Your assignment
After the line containing "positive clicks: (172, 15)", copy nothing more; up to and including it, copy every line of the listing exactly from the first, leaving out the pictures.

Information

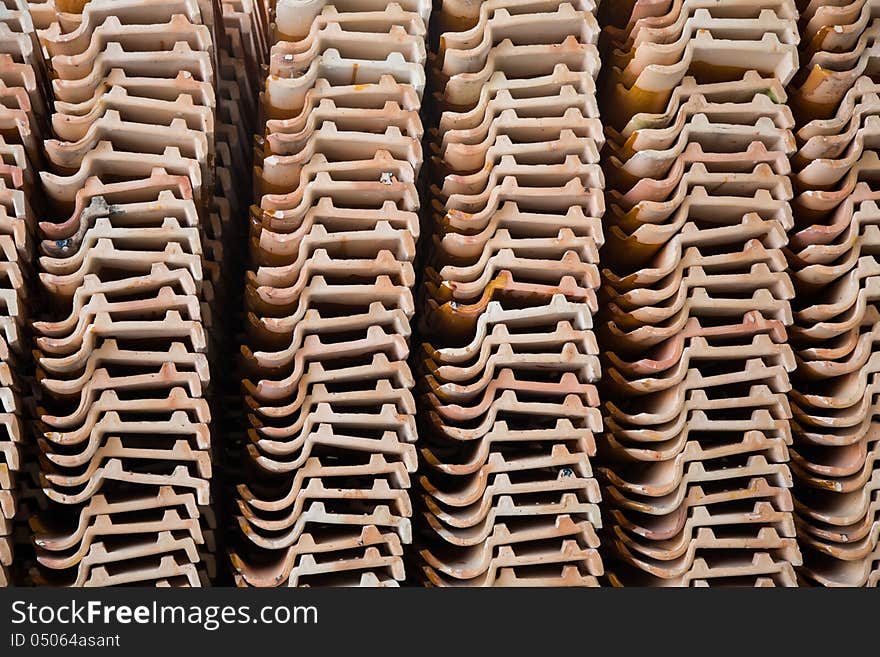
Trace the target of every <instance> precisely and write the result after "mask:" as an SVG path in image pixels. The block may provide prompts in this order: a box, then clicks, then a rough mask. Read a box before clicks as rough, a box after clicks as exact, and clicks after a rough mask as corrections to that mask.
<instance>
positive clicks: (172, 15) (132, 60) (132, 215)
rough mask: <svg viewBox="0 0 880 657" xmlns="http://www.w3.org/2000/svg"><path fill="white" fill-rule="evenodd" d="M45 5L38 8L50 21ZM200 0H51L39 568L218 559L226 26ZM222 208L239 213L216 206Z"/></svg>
mask: <svg viewBox="0 0 880 657" xmlns="http://www.w3.org/2000/svg"><path fill="white" fill-rule="evenodd" d="M41 20H42V19H41ZM218 29H219V25H218V24H217V23H216V22H215V10H214V7H213V5H212V2H211V1H210V0H116V1H111V0H90V1H89V2H81V1H79V0H55V2H54V10H53V12H52V21H51V23H50V24H48V26H47V27H45V28H44V29H41V30H39V32H38V34H39V37H40V41H41V42H42V45H43V47H44V49H45V55H46V57H47V58H48V62H49V65H50V70H51V75H52V91H53V96H54V99H55V104H54V114H52V116H51V132H52V136H53V137H54V138H53V139H48V140H46V141H45V144H44V148H45V155H46V161H47V164H46V170H45V171H44V172H42V173H41V178H42V185H43V188H44V190H45V195H46V199H47V202H48V203H49V204H50V208H49V209H48V210H47V212H46V214H45V215H44V217H45V219H46V220H45V221H43V222H41V223H40V225H39V233H40V236H41V238H42V242H41V243H40V245H39V250H40V254H41V255H40V258H39V266H38V269H39V277H40V281H41V284H42V291H43V293H44V295H45V307H46V311H45V313H44V315H43V316H42V317H41V318H40V321H37V322H35V323H34V331H35V333H36V335H37V338H36V350H35V352H34V358H35V359H36V361H37V366H38V369H37V378H38V380H39V388H40V393H41V397H40V399H39V400H38V404H37V408H36V412H37V418H38V421H37V422H36V433H37V436H38V445H39V449H40V452H41V456H40V466H41V467H40V470H41V474H40V483H41V486H42V488H43V491H44V493H45V495H46V496H47V497H48V498H49V500H51V505H50V509H49V510H48V512H46V513H43V514H41V515H40V516H39V517H37V518H33V519H32V527H33V529H34V532H35V534H36V537H35V544H36V549H37V560H38V562H39V567H38V568H37V569H34V571H33V577H34V579H35V580H36V581H37V582H39V583H51V584H63V585H77V586H102V585H113V584H129V585H130V584H153V585H159V586H178V585H199V584H201V583H204V582H206V581H207V580H208V579H209V578H210V577H212V576H213V572H214V558H213V555H212V554H211V553H212V552H213V549H214V548H213V530H212V528H211V527H212V524H213V519H212V512H211V511H210V509H209V507H208V506H207V505H208V504H209V502H210V501H211V489H210V481H211V470H212V464H211V463H212V459H211V432H210V429H209V422H210V419H211V413H210V409H209V405H208V402H207V399H206V395H207V393H208V386H209V382H210V374H209V372H210V366H209V361H208V353H209V344H210V329H211V324H212V321H211V304H212V303H213V301H214V299H213V291H214V290H215V289H218V288H222V287H223V286H222V285H221V284H220V283H221V281H222V277H221V273H222V248H221V237H222V228H223V226H222V221H221V218H220V215H221V213H220V211H219V210H218V200H217V196H221V197H222V196H223V195H224V194H225V193H227V192H228V191H229V190H231V189H232V187H231V185H230V186H228V187H227V188H226V189H225V190H224V191H222V192H221V194H219V195H215V193H214V185H215V173H216V174H217V177H218V178H219V177H220V172H221V167H220V166H218V167H217V168H216V170H215V161H216V162H218V163H219V164H220V165H221V166H228V163H226V162H224V160H223V157H222V155H221V154H220V149H219V148H217V146H218V144H219V143H220V140H219V139H217V138H216V134H217V106H218V103H217V92H216V80H217V73H218V71H217V59H218V58H217V53H216V51H215V46H214V44H215V43H217V36H216V35H217V30H218ZM226 221H227V222H229V221H231V218H227V219H226Z"/></svg>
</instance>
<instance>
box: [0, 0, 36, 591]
mask: <svg viewBox="0 0 880 657" xmlns="http://www.w3.org/2000/svg"><path fill="white" fill-rule="evenodd" d="M44 98H45V76H44V71H43V68H42V61H41V57H40V51H39V46H38V43H37V40H36V36H35V32H34V26H33V23H32V22H31V20H30V16H29V14H28V11H27V3H25V2H23V1H22V0H4V2H3V3H2V5H0V124H2V125H0V153H2V162H0V247H2V249H0V250H2V254H0V272H2V282H0V403H2V408H0V424H2V430H0V586H6V585H9V584H11V579H12V577H11V574H10V570H9V569H10V567H11V566H12V542H13V540H12V536H13V518H14V516H15V513H16V496H15V488H16V477H15V475H16V472H17V471H18V470H19V469H20V467H21V463H22V439H23V433H22V423H21V412H22V399H21V393H22V391H23V382H22V380H21V375H22V373H23V372H26V371H27V370H28V369H29V363H28V361H29V349H28V340H27V335H28V328H27V319H28V306H29V305H30V303H29V302H30V299H29V297H30V296H32V295H29V294H28V287H29V281H30V279H31V272H32V266H33V240H32V238H31V235H32V233H33V230H34V225H35V216H34V209H33V208H32V203H38V202H39V200H40V199H39V194H38V193H36V191H37V182H36V175H37V174H36V171H37V170H38V168H39V166H40V164H41V161H42V160H41V157H40V142H39V137H40V134H41V131H42V129H43V126H45V121H46V107H45V102H44ZM37 207H39V206H37Z"/></svg>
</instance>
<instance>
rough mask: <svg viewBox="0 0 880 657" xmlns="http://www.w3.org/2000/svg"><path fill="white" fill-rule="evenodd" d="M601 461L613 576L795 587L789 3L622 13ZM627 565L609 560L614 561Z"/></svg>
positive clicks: (659, 585) (677, 0)
mask: <svg viewBox="0 0 880 657" xmlns="http://www.w3.org/2000/svg"><path fill="white" fill-rule="evenodd" d="M607 9H608V23H609V27H608V28H607V29H606V30H605V31H604V34H603V39H604V42H603V46H604V48H605V65H606V70H607V80H606V84H607V86H606V87H605V88H604V91H605V93H604V97H603V102H604V105H603V111H604V115H605V117H606V123H607V124H608V126H609V127H608V130H607V134H608V148H607V151H606V153H605V154H604V155H603V162H604V163H605V165H606V166H605V172H606V175H607V177H608V188H609V193H608V212H607V214H606V227H605V228H606V245H605V248H604V249H603V251H602V266H603V280H602V283H603V287H602V293H601V295H600V306H601V307H602V318H601V323H600V324H599V325H597V326H598V328H597V332H599V334H600V336H601V340H602V341H603V350H606V349H607V352H606V353H604V354H603V355H604V358H605V359H606V363H605V365H606V370H605V383H604V388H603V390H604V394H605V397H604V399H605V400H606V403H605V407H604V410H605V429H606V435H605V439H604V440H603V442H602V445H601V446H600V455H601V456H602V459H603V464H604V465H605V467H603V468H602V470H601V472H602V479H603V482H604V484H605V489H604V493H603V494H604V497H605V500H606V502H607V504H608V507H609V513H608V516H607V522H608V525H609V537H608V539H609V540H608V543H609V559H610V560H613V565H609V571H610V579H611V581H612V583H613V584H615V585H658V586H704V585H712V586H714V585H724V584H741V585H757V586H769V585H794V584H795V583H796V582H795V574H794V569H793V565H797V564H799V563H800V555H799V551H798V548H797V545H796V543H795V531H794V522H793V519H792V514H791V511H792V497H791V493H790V487H791V485H792V481H791V473H790V470H789V466H788V460H789V455H788V445H789V444H790V442H791V428H790V419H789V418H790V415H791V411H790V408H789V405H788V400H787V394H786V393H787V392H788V390H789V388H790V384H789V374H788V373H789V371H791V370H792V369H794V366H795V359H794V354H793V353H792V350H791V348H790V347H789V346H788V345H787V344H786V339H787V338H786V327H787V326H788V325H790V324H791V322H792V310H791V307H790V299H791V298H792V296H793V293H794V290H793V286H792V283H791V280H790V279H789V276H788V274H787V273H786V272H785V268H786V261H785V256H784V254H783V247H785V245H786V243H787V237H786V230H787V229H789V228H790V227H791V225H792V213H791V207H790V204H789V201H790V199H791V197H792V190H791V184H790V182H789V179H788V177H787V174H788V173H789V171H790V169H789V160H788V157H789V155H790V154H792V152H793V151H794V137H793V135H792V132H791V128H792V127H793V118H792V115H791V112H790V111H789V110H788V109H787V107H786V106H785V105H784V103H785V100H786V96H785V91H784V87H785V85H786V84H787V83H788V82H789V80H790V79H791V77H792V75H793V74H794V72H795V71H796V68H797V61H798V60H797V56H798V51H797V44H798V30H797V24H796V17H797V10H796V7H795V6H794V1H793V0H730V1H728V2H717V1H716V0H667V1H658V0H635V1H632V0H630V1H621V2H615V3H607ZM612 555H613V556H612Z"/></svg>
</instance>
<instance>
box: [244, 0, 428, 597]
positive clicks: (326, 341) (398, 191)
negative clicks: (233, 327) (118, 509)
mask: <svg viewBox="0 0 880 657" xmlns="http://www.w3.org/2000/svg"><path fill="white" fill-rule="evenodd" d="M430 10H431V4H430V1H422V0H400V1H399V2H396V3H386V2H378V1H375V0H357V1H355V0H339V1H336V2H331V1H326V2H325V1H324V0H278V1H277V3H275V4H274V6H273V7H272V16H271V19H272V21H273V22H274V29H275V34H274V39H275V43H274V45H273V46H272V48H271V56H270V61H269V76H268V79H267V80H266V84H265V88H264V90H263V93H262V113H263V115H264V119H265V122H264V123H262V122H261V124H260V125H264V127H265V132H264V133H263V134H262V135H260V137H259V138H258V139H257V147H256V152H255V169H254V171H255V176H254V177H255V192H256V197H257V200H256V204H255V205H254V207H253V209H252V215H251V223H252V226H251V228H252V231H251V239H250V246H251V258H252V264H251V267H250V270H249V271H248V273H247V281H246V289H245V297H246V303H247V310H248V313H249V314H248V327H247V328H248V330H249V331H250V335H249V340H248V345H247V347H245V348H243V353H244V356H245V360H246V361H247V367H248V368H249V370H250V372H249V378H247V379H246V380H245V381H244V390H245V393H246V403H247V407H248V413H249V420H250V422H249V423H250V430H249V437H250V440H249V441H248V445H247V448H248V452H249V454H250V456H251V459H250V461H251V463H252V464H253V466H254V467H252V472H251V473H250V474H249V476H248V478H247V482H248V483H247V485H246V486H241V487H240V488H239V499H238V506H239V511H240V516H239V524H240V527H241V529H242V532H243V534H244V536H243V538H242V545H241V547H240V549H239V550H238V551H236V552H235V553H233V555H232V562H233V567H234V568H235V571H236V572H235V575H236V579H237V582H238V583H239V584H240V585H243V586H248V585H250V586H279V585H288V586H318V585H334V586H348V585H365V586H396V585H398V583H399V582H400V581H401V580H403V578H404V563H403V559H402V554H403V547H402V546H403V544H407V543H410V542H411V537H412V529H411V515H412V505H411V501H410V495H409V490H408V489H409V487H410V473H411V472H414V471H415V469H416V464H417V463H416V462H417V455H416V451H415V446H414V445H413V443H414V442H415V440H416V425H415V416H414V412H415V403H414V400H413V397H412V393H411V387H412V384H413V381H412V376H411V374H410V370H409V367H408V365H407V357H408V355H409V341H408V338H409V335H410V318H411V317H412V313H413V299H412V291H411V287H412V285H413V284H414V278H415V277H414V268H413V264H412V260H413V257H414V255H415V245H416V240H417V239H418V235H419V218H418V210H419V195H418V191H417V188H416V181H417V178H418V175H419V171H420V167H421V163H422V151H421V138H422V124H421V119H420V116H419V112H420V108H421V96H422V93H423V90H424V85H425V74H424V60H425V35H426V31H427V28H426V26H427V21H428V17H429V15H430Z"/></svg>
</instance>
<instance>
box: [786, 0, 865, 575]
mask: <svg viewBox="0 0 880 657" xmlns="http://www.w3.org/2000/svg"><path fill="white" fill-rule="evenodd" d="M799 4H800V8H801V11H802V14H801V29H802V33H801V34H802V44H801V50H802V67H801V72H800V73H799V75H798V77H797V78H796V79H795V81H794V83H793V85H792V88H793V90H794V91H793V94H792V96H793V101H794V102H793V105H794V107H795V110H796V113H797V114H796V118H797V119H798V124H799V130H798V132H797V138H798V152H797V155H796V156H795V158H794V160H793V162H794V166H795V176H794V184H795V192H796V197H795V200H794V202H793V208H794V217H795V227H794V230H793V232H792V234H791V243H790V246H789V253H788V256H789V266H790V267H791V270H792V276H793V278H794V281H795V285H796V290H797V305H796V308H795V310H796V312H795V327H794V328H793V329H792V332H791V343H792V346H793V347H794V349H795V353H796V355H797V358H798V368H797V373H796V378H795V380H794V386H793V387H794V389H793V391H792V394H791V405H792V409H793V412H794V424H793V426H794V441H795V447H794V448H793V450H792V471H793V473H794V475H795V483H796V486H795V509H796V511H797V523H798V532H799V536H798V538H799V540H800V542H801V547H802V549H803V552H804V568H803V569H802V574H803V576H804V579H805V581H806V582H809V583H812V584H819V585H824V586H865V585H870V586H877V585H878V583H880V548H878V541H880V432H878V425H877V421H876V414H877V412H878V411H877V394H878V389H877V377H878V373H880V355H878V354H877V351H878V349H877V344H876V343H877V336H878V335H880V314H878V312H877V305H876V304H877V301H878V299H880V296H878V295H880V285H878V284H880V260H878V255H880V228H878V224H880V207H878V201H880V191H878V190H880V158H878V150H877V149H878V147H880V57H878V54H880V51H878V49H877V42H878V37H880V2H876V1H874V0H859V1H855V2H845V3H840V2H835V3H831V4H828V3H820V2H804V1H802V2H800V3H799Z"/></svg>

Written answer
Trace the target of every <instance> precisely and write the result after "mask:" as an SVG path in image pixels. The block may provide prompts in this order: a box, then clicks, then a rough mask. Read a box before clicks as rough, a box after clicks as exact, and clicks after a rough mask as corrections to that mask.
<instance>
positive clicks: (172, 15) (132, 60) (132, 215)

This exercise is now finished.